Text segment:
# Do you write and read your sermons?



## J. Dean (Mar 14, 2012)

The more I read older sermons by Luther, Calvin, Whitefield, Edwards, Spurgeon, Nettleton, etc., the more I see that they wrote out every single word for their time in the pulpit.

Most preachers I know of today do not do this. They usually set up a general outline and proceed to speak off these points, so it's a sort of "rehearsed improvisation."

Which do you do?


----------



## Andres (Mar 14, 2012)

I don't write any sermons, but I know my pastor writes his out pretty much word for word.


----------



## Covenant Joel (Mar 14, 2012)

I'm hardly very experienced in this, but I've gone from a bare bones outline to a full manuscript to an extended outline. For now, I've decided on the extended outline where I can have key quotes or words or illustrations down, but where most of the wording is developed on the spot. I found that manuscript preaching was too rigid and forced for my taste. I think I was able to keep a decent amount of eye contact, but it didn't feel natural. I have found that as long as I put in the time (perhaps even writing out a manuscript to prepare off of), I am able to more naturally and forcefully preach without a manuscript.


----------



## N. Eshelman (Mar 14, 2012)

I write a full manuscript and "read" my sermons in the morning. My afternoon sermons are preached from an outline. 

Here is an example of a "read" sermon: 
High Kingly Prayer, Pt 1 - ReformedVoice.com

---------- Post added at 01:27 PM ---------- Previous post was at 01:23 PM ----------

For the record, I am able to maintain good eye contact and interact with the congregation. I do not think that IN MY CASE a full mss keeps me from these important aspects of preaching. For me a personal discipline thing that is helpful in thought development and focus. 

Here's a video to illustrate pulpit manners while using a full mss: 
True Repentance - Chapel @ The Master's College - YouTube


----------



## Curt (Mar 14, 2012)

I am very experienced at this. Although I am now retired, I was in pastoral ministry for 30 years. My practice was to create a VERY full outline and know it well before I entered the pulpit. I was never enslaved by the outline, but learned it well through the process of creating it and typing it. Strangely, when presenting lectures I have always used a complete manuscript. I do not know why, nor have I spent a lot of time trying to figure it out.

Raw records:

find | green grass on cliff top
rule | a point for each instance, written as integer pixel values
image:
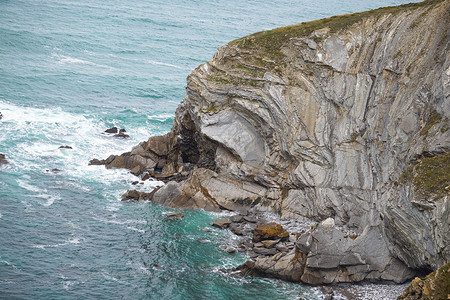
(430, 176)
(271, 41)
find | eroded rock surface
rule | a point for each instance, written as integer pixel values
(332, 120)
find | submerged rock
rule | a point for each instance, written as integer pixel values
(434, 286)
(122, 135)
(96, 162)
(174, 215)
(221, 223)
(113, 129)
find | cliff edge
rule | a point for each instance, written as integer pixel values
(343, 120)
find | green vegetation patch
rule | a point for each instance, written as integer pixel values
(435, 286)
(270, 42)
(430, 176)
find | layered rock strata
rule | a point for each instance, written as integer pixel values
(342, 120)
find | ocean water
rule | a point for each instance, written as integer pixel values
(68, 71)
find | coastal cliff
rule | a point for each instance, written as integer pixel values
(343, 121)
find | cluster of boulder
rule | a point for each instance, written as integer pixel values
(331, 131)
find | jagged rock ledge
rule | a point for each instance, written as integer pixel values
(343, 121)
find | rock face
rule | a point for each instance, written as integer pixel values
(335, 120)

--

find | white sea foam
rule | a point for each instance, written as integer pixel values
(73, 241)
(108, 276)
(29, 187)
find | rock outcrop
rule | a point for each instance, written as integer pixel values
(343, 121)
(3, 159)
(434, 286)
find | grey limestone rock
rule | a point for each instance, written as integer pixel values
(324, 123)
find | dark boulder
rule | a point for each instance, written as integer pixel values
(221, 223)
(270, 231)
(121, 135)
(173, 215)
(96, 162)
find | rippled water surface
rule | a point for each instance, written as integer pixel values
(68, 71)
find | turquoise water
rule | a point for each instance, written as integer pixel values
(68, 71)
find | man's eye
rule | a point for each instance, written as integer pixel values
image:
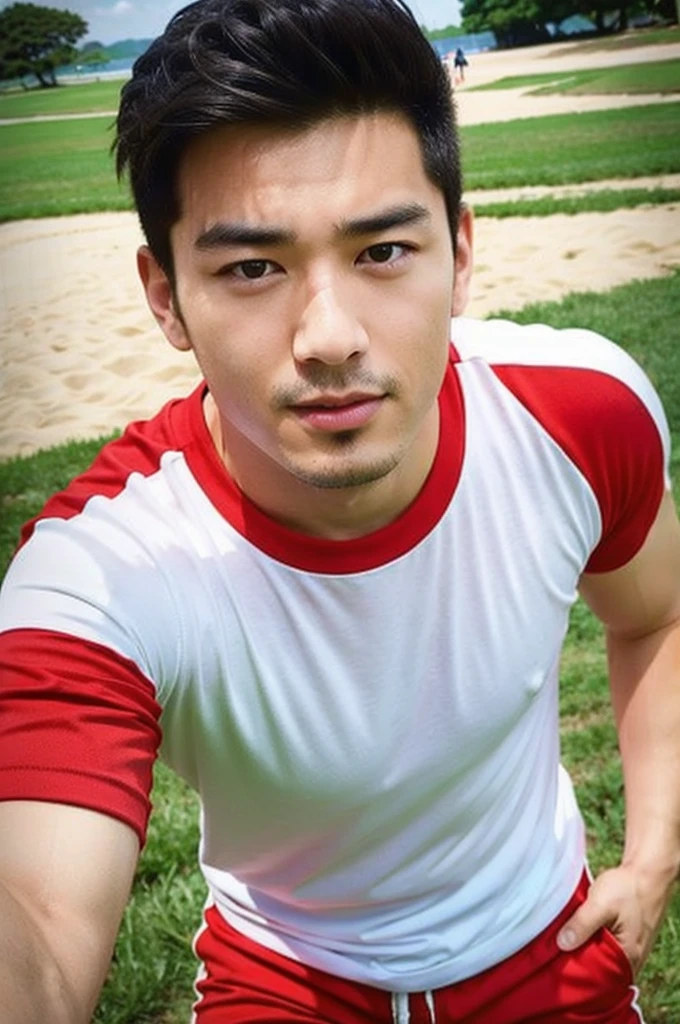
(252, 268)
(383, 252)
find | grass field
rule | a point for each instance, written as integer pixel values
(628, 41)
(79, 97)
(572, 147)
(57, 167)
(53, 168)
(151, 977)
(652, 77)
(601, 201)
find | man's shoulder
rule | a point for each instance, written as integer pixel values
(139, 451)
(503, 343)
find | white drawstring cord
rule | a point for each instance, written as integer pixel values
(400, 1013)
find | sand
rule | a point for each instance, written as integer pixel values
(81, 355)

Problems to work on:
a) List the older preachers named in the first post of the sermon thread.
b) According to the sermon thread, how many years did Curt spend in pastoral ministry?

Responses in order:
a) Luther, Calvin, Whitefield, Edwards, Spurgeon, Nettleton

b) 30 years